*Belge alıntısı*:
::::

KARAR/ Beşir Ayvazoğlu
İsveç Akademisi’nden Bir Skandal Daha
Edebiyat gündemini takip edenler hemen hatırlayacaklardır: Geçen yıl, İsveç Akademisi’nin fonlarını kullanarak kültürel bir projeyi yürüten Fransız fotoğrafçı Jean-Claude Arnault, on sekiz kadın tarafından cinsel tacizle suçlanmıştı. Akademi üyelerinden yazar Katarine Frostenson’un eşi olan Arnault’nun bu ahlaksızlığı birkaç defa da İsveç Akademisi binalarında yaptığı iddia ediliyordu. Bu büyük bir skandal, başkan dahil beş üyenin istifasına yol açmış, Akademi’nin kamuoyunda güven ve itibar kaybına uğradığı gerekçesiyle Edebiyat Ödülü’nün bir sonraki yıl verilmesi kararlaştırılmıştı. Öyle de yapıldı; geçen perşembe günü İsveç Akademisi’nden yapılan açıklamaya göre, 2018 Nobel Edebiyat Ödülü, Polonyalı yazar Olga Tokarczuk’a, 2019 ödülü de Avusturyalı Peter Handke’ye verildi.

::::

Segmentasyon maskesi verileri
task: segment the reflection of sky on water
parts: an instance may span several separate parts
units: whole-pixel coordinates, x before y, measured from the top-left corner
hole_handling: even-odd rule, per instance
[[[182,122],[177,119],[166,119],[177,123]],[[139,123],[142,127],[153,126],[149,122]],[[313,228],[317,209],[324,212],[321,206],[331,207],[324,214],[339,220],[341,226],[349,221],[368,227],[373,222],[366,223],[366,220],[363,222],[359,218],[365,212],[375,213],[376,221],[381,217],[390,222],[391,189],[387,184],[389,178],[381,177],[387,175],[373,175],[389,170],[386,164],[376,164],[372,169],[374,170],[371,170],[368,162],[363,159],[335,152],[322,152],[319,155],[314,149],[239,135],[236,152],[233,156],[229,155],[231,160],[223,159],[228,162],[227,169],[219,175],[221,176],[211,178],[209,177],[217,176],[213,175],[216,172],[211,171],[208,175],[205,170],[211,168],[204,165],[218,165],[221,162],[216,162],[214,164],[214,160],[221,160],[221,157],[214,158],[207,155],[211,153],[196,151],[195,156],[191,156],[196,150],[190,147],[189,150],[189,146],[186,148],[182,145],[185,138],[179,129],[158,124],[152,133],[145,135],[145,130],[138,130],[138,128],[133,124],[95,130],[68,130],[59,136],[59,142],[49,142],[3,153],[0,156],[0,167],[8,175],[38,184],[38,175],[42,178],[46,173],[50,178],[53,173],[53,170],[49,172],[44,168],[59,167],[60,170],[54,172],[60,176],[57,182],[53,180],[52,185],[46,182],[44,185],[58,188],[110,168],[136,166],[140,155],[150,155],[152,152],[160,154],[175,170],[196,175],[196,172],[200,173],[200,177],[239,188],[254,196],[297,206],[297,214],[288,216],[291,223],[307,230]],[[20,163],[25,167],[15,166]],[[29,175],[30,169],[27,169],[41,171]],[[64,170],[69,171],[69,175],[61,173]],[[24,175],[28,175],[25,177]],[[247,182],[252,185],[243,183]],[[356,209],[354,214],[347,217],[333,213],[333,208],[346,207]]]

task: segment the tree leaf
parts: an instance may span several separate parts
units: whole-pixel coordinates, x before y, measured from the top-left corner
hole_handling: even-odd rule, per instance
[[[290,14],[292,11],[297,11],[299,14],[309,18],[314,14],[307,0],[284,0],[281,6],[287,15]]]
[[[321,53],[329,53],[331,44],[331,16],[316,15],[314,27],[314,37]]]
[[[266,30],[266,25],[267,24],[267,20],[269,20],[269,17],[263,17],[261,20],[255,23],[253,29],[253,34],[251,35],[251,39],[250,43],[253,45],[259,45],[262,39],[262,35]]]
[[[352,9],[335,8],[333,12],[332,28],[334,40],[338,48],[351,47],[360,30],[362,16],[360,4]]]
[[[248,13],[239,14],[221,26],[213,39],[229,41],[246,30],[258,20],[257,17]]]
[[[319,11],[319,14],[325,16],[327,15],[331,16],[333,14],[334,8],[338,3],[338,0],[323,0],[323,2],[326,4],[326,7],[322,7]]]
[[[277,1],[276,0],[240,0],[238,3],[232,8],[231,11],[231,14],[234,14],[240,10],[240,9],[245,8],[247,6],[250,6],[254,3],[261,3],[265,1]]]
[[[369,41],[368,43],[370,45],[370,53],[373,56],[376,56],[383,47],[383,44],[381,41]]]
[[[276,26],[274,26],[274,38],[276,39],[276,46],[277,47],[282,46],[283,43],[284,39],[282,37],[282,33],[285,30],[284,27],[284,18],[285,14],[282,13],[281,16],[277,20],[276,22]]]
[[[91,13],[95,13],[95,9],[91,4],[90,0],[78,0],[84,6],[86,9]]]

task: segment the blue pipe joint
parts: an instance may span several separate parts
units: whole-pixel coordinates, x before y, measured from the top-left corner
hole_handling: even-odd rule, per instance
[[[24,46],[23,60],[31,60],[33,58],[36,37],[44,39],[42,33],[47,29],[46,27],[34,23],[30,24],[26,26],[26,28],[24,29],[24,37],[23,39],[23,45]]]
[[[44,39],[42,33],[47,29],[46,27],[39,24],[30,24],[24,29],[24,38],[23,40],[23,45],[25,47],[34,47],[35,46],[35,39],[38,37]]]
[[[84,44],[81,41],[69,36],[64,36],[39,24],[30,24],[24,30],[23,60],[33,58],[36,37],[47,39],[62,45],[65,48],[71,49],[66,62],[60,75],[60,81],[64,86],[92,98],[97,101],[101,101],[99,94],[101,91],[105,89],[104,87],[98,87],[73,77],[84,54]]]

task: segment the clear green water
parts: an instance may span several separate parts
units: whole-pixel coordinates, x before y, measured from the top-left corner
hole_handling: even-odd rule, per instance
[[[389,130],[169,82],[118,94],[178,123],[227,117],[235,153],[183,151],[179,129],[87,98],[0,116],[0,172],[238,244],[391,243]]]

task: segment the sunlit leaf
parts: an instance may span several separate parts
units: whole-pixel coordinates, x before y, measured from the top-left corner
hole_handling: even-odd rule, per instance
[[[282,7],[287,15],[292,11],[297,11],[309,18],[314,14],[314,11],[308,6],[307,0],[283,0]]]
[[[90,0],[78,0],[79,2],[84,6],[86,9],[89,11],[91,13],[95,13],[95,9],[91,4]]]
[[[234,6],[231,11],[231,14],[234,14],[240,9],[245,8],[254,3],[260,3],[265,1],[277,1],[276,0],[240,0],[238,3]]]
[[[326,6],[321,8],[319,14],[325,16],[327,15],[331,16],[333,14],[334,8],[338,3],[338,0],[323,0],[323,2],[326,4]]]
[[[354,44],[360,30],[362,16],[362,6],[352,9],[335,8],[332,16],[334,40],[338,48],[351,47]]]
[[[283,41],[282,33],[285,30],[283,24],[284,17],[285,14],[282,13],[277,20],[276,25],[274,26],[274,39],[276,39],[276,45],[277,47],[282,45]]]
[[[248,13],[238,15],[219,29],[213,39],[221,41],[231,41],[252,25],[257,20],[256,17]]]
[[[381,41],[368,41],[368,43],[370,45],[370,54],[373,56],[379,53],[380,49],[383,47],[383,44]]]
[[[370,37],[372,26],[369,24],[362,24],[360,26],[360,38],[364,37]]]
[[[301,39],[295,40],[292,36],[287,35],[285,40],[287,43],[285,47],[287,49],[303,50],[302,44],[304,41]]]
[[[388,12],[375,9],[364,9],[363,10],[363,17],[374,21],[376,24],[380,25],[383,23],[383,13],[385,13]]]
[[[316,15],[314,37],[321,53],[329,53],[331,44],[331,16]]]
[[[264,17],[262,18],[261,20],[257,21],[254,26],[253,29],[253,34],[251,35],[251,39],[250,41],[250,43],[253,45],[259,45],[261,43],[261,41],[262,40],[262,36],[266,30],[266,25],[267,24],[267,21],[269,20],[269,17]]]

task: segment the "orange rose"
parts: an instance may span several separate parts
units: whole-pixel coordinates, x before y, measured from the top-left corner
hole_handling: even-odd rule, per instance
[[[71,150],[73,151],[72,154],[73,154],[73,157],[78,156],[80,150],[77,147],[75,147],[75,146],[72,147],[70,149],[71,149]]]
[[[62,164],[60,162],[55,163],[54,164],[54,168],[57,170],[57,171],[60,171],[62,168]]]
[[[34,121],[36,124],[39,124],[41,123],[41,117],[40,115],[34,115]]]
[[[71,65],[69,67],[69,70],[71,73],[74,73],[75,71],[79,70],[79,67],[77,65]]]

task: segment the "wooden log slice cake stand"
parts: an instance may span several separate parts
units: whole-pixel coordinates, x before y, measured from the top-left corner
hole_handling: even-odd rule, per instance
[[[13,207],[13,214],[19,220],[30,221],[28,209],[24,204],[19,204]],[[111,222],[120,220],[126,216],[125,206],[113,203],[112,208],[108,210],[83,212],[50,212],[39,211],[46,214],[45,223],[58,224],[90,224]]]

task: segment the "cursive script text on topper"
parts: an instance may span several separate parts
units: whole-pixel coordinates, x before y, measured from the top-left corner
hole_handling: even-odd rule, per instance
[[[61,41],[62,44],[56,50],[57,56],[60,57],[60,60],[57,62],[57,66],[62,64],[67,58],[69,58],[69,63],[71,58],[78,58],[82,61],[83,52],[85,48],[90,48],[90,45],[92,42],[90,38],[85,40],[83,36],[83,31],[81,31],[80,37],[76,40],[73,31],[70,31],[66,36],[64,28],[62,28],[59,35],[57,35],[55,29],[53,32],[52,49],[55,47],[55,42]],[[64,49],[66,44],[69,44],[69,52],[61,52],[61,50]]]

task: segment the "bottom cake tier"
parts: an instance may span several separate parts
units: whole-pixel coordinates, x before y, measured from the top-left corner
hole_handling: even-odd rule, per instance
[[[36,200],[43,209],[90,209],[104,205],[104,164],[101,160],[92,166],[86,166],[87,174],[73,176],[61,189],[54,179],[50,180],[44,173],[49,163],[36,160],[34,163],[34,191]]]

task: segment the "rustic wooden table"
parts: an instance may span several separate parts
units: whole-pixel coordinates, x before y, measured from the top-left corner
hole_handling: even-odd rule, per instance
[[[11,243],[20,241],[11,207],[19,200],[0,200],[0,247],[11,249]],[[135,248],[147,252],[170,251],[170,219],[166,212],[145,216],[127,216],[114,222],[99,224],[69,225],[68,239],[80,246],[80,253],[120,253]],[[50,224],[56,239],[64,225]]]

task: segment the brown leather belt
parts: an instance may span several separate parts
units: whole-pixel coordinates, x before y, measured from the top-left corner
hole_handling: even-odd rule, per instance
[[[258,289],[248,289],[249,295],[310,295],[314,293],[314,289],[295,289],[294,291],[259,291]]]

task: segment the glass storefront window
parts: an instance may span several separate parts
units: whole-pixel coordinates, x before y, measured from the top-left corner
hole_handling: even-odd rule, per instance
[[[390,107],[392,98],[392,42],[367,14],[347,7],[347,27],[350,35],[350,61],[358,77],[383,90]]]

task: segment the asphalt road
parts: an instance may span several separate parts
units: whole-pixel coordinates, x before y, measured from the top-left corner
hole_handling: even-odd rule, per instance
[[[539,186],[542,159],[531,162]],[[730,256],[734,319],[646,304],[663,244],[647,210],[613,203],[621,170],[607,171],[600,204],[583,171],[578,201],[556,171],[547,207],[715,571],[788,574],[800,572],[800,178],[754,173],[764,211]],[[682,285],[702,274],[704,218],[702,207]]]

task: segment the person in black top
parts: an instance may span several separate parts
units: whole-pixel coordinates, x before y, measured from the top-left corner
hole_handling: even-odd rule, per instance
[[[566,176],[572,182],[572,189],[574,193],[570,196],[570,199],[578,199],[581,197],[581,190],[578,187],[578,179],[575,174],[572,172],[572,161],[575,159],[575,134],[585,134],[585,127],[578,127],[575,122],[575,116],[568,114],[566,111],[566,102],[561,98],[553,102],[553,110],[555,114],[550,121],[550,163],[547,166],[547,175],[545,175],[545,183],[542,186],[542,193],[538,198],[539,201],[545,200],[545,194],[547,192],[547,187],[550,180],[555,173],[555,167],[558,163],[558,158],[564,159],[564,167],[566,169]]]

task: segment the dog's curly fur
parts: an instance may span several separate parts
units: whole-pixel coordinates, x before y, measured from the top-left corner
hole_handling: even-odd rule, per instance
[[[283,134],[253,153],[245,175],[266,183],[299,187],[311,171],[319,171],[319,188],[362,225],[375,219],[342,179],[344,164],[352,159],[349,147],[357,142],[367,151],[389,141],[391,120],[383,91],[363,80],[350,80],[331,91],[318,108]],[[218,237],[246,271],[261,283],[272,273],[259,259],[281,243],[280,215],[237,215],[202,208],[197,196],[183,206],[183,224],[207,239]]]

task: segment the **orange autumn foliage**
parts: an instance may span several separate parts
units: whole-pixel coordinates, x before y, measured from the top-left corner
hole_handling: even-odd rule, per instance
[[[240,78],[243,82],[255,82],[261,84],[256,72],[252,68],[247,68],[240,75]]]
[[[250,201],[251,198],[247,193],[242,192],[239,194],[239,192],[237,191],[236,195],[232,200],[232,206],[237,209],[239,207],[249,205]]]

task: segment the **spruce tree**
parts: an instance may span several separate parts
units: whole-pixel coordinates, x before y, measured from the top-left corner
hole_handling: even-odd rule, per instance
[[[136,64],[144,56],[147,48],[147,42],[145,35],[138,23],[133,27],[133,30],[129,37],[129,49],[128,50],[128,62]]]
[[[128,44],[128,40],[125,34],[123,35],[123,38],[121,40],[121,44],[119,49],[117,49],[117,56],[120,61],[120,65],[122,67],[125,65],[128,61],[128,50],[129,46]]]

::::

*Yapılacaklar*:
**A.** İsveç Akademisi hakkındaki yazının "KARAR/ Beşir Ayvazoğlu" sözcüklerini içeren yerden başlayıp "Peter Handke’ye verildi." ile biten kısmını olduğu gibi aktarın.
**B.** İsveç Akademisi hakkındaki yazıya göre 2019 Nobel Edebiyat Ödülü kime verildi?
**C.** İsveç Akademisi hakkındaki yazıyı bittiği yerden devam ettirin.
Liste, yazıdan bağımsız, ayrı bir malzemedir.

*Görev yanıtları*:
**A.**
KARAR/ Beşir Ayvazoğlu
İsveç Akademisi’nden Bir Skandal Daha
Edebiyat gündemini takip edenler hemen hatırlayacaklardır: Geçen yıl, İsveç Akademisi’nin fonlarını kullanarak kültürel bir projeyi yürüten Fransız fotoğrafçı Jean-Claude Arnault, on sekiz kadın tarafından cinsel tacizle suçlanmıştı. Akademi üyelerinden yazar Katarine Frostenson’un eşi olan Arnault’nun bu ahlaksızlığı birkaç defa da İsveç Akademisi binalarında yaptığı iddia ediliyordu. Bu büyük bir skandal, başkan dahil beş üyenin istifasına yol açmış, Akademi’nin kamuoyunda güven ve itibar kaybına uğradığı gerekçesiyle Edebiyat Ödülü’nün bir sonraki yıl verilmesi kararlaştırılmıştı. Öyle de yapıldı; geçen perşembe günü İsveç Akademisi’nden yapılan açıklamaya göre, 2018 Nobel Edebiyat Ödülü, Polonyalı yazar Olga Tokarczuk’a, 2019 ödülü de Avusturyalı Peter Handke’ye verildi.

**B.** Avusturyalı Peter Handke'ye.

**C.**
***
İsveç Akademisi, bana sorarsanız, 2019 Nobel Edebiyat Ödülü’nü Peter Handke’ye vererek yeni bir skandala daha imzasını atmış bulunuyor. Aslında önemli bir yazar olan Handke, Türkçeye Tuna, Sava, Morava ve Drina’ya Yolculuk ya da Sırbistan’a Adalet isimli kitabında soykırıma uğrayanların Müslüman Boşnaklar değil Sırplar olduğunu iddia etmiş, bu akıllara ziyan iddia kültür ve edebiyat çevrelerinde büyük bir tepki ve öfkeyle karşılanmıştı.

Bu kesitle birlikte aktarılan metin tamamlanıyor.